What needs to be done: Condense the paragraph of the astellolide biosynthesis passage that begins "There are two types of terpene cyclases" into a short bulleted list that keeps its main facts.

Analysis of putative P450, dehydrogenase, and transporter gene disruptants
The astellolide biosynthetic gene cluster contains four genes (astB, astD, astF, and astJ) predicted to encode cytochrome P450 (Table 1). The disruption of astB, astF, and astJ genes resulted in the loss of 1, 2, and 6 (Fig. 1b, Supplementary Fig. 5a). LC/ESI-MS analysis showed that the disruption strains accumulated novel compounds (m/z 267.2) with different retention times (ΔcclA ΔastB 18.7 min, ΔcclA ΔastF 17.2 min, and ΔcclA ΔastJ 17.9 min, respectively) (Supplementary Fig. 5b). The ion with m/z 267.2 corresponded to the proton adduct of a dihydroxylated derivative of confertifolin. Given the high homology to P450, AstB, AstF, and AstJ may contribute to the hydroxylation of confertifolin at loci C6, C14, or C15 to form 6.
In contrast, the disruption of another P450 gene, astD, resulted in the loss of biosynthetic intermediates (Supplementary Figs. 5a–c). One possible explanation is that AstD may participate in the biosynthesis of confertifolin and the volatile intermediate 4, both of which were lost during the extraction procedure. astE disruption strain showed a significant reduction of 1 and 2 (Fig. 1b), suggesting that the loss of AstE, a predicted short-chain dehydrogenase, might be partially substituted by unknown enzymes. Based on metabolite analyses of all gene disruptions in the cluster, we could not obtain clear intermediates involved in the conversion of 4 into confertifolin. However, we speculate that the uncharacterised enzymes, AstE and AstD, might be involved in lactone formation. The astH disruption strain continued to produce 1 and 2 (Fig. 1b), suggesting that AstH, a predicted major facilitator superfamily transporter, did not participate in the translocation of astellolides.
Discussion
There are two types of terpene cyclases based on the production mechanism of the initial carbocation: (1) an “ionisation-initiated’’ (type-A/class I) mechanism, which generates a carbocation by the release of a pyrophosphate group via the conserved DDxxD/E motif; and (2) a “protonation-initiated” (type-B/class II) mechanism, which generates a carbocation by protonating a double-bond via the conserved DxDD (DxDTT) motif. Although sesquiterpene cyclases typically catalyse cyclisation via the ionisation-initiated mechanism21,22, drimane-type sesquiterpene cyclisation is explained by the protonation-initiated mechanism16. Recently, Kwon et al. reported the cloning and characterisation of a plant drimenol cyclase containing a typical ionisation-initiated motif23; however, the underlying catalytic mechanism was not elucidated in their study. Based on detailed analyses of the role of AstC in astellolide biosynthesis, here we provide the first evidence of drimane-type sesquiterpene cyclisation via a protonation-initiated mechanism.

Source data:
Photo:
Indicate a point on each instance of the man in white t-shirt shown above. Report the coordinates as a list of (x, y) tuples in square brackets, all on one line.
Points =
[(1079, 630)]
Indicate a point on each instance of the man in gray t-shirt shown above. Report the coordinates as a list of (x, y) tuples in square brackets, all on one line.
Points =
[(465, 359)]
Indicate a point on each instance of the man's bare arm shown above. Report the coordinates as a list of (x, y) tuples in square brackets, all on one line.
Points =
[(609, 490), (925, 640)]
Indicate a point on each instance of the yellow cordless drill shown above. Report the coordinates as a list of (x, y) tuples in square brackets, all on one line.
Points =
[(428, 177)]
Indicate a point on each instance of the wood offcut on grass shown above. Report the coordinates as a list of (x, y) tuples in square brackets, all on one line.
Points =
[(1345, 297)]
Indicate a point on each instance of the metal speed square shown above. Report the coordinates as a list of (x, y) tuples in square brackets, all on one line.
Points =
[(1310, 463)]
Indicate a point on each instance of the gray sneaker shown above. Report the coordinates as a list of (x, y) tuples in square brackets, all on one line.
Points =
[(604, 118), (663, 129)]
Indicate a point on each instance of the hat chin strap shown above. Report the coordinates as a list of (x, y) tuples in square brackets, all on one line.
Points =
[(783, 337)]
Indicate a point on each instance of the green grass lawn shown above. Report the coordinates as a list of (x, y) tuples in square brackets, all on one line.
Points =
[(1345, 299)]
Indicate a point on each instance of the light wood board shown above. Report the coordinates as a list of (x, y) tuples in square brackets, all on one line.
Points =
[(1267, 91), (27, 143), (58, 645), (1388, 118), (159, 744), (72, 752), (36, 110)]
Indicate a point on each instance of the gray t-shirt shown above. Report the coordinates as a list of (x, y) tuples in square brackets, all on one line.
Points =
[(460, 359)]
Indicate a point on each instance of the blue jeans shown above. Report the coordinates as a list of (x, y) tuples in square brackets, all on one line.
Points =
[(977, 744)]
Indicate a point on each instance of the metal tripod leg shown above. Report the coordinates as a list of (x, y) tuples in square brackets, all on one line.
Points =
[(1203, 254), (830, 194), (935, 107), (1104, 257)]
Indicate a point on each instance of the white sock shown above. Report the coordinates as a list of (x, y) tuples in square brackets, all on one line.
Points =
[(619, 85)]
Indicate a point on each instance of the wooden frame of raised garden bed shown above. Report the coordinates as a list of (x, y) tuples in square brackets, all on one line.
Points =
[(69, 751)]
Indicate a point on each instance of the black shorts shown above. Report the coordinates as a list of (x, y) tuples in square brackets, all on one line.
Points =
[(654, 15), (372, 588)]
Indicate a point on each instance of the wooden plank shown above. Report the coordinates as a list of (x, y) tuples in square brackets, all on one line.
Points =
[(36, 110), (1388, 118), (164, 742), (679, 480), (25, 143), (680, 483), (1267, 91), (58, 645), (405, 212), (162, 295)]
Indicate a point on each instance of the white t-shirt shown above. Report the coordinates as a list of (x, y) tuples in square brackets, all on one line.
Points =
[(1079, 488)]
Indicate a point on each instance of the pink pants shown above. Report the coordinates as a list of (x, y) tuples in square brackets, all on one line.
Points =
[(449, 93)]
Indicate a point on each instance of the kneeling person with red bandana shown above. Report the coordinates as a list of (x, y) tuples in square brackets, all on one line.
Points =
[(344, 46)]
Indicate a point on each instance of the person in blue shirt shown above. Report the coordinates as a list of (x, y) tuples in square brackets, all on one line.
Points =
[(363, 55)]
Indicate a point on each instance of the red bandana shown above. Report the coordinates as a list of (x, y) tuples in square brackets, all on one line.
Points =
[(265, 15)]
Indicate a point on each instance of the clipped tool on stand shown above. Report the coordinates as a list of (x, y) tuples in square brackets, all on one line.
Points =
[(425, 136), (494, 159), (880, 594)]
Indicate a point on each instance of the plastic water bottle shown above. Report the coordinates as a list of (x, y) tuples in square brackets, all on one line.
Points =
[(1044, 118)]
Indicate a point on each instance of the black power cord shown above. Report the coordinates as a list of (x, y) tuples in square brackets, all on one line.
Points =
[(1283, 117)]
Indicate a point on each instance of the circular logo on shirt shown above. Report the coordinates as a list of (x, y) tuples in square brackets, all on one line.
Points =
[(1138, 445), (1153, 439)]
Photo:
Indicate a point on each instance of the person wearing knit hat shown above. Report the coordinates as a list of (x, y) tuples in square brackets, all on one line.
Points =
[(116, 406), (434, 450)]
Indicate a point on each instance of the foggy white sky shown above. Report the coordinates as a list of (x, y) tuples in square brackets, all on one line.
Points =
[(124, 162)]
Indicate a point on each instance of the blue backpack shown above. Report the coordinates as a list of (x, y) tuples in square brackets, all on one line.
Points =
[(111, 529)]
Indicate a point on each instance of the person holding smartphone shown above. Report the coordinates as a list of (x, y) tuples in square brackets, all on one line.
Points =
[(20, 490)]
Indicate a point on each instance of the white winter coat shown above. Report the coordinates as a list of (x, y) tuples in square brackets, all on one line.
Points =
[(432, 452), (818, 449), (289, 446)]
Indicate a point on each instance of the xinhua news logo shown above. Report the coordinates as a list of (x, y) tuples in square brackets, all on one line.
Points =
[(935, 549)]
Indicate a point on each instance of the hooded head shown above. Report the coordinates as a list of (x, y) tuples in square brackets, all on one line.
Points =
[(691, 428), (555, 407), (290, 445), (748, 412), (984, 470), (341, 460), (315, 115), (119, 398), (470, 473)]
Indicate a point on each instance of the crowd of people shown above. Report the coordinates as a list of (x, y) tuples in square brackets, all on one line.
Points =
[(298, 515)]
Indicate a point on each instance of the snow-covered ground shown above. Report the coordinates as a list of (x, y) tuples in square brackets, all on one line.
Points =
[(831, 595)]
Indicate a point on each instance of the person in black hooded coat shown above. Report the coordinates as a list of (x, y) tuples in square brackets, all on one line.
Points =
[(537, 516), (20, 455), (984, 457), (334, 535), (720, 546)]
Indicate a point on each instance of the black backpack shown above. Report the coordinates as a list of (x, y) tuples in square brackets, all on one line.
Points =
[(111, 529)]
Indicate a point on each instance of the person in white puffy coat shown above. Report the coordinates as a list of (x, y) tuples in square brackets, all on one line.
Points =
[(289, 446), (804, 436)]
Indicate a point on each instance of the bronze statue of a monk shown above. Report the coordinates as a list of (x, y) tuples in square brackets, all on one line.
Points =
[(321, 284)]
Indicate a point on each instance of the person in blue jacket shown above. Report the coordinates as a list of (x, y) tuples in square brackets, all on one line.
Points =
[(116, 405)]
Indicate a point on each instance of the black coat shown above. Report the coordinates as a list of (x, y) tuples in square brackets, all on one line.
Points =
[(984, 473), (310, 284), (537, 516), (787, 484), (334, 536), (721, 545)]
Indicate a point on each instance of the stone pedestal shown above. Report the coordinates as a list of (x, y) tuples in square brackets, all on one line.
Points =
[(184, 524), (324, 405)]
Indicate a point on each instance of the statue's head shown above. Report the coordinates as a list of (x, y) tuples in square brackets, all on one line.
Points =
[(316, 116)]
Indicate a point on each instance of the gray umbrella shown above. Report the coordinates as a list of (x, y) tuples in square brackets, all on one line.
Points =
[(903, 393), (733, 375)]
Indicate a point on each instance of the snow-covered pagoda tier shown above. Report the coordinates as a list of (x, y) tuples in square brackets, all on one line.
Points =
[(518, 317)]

Finished exercise:
- Terpene cyclases fall into two types based on how the initial carbocation is produced:
  - Ionization-initiated (type-A/class I): a carbocation forms when a pyrophosphate group is released via the conserved DDxxD/E motif.
  - Protonation-initiated (type-B/class II): a carbocation forms when a double bond is protonated via the conserved DxDD (DxDTT) motif.
- Sesquiterpene cyclases typically use the ionization-initiated mechanism, but drimane-type sesquiterpene cyclization is explained by the protonation-initiated mechanism.
- Kwon et al. recently cloned and characterized a plant drimenol cyclase with a typical ionization-initiated motif but did not elucidate its catalytic mechanism.
- Detailed analyses of AstC's role in astellolide biosynthesis provide the first evidence of drimane-type sesquiterpene cyclization via a protonation-initiated mechanism.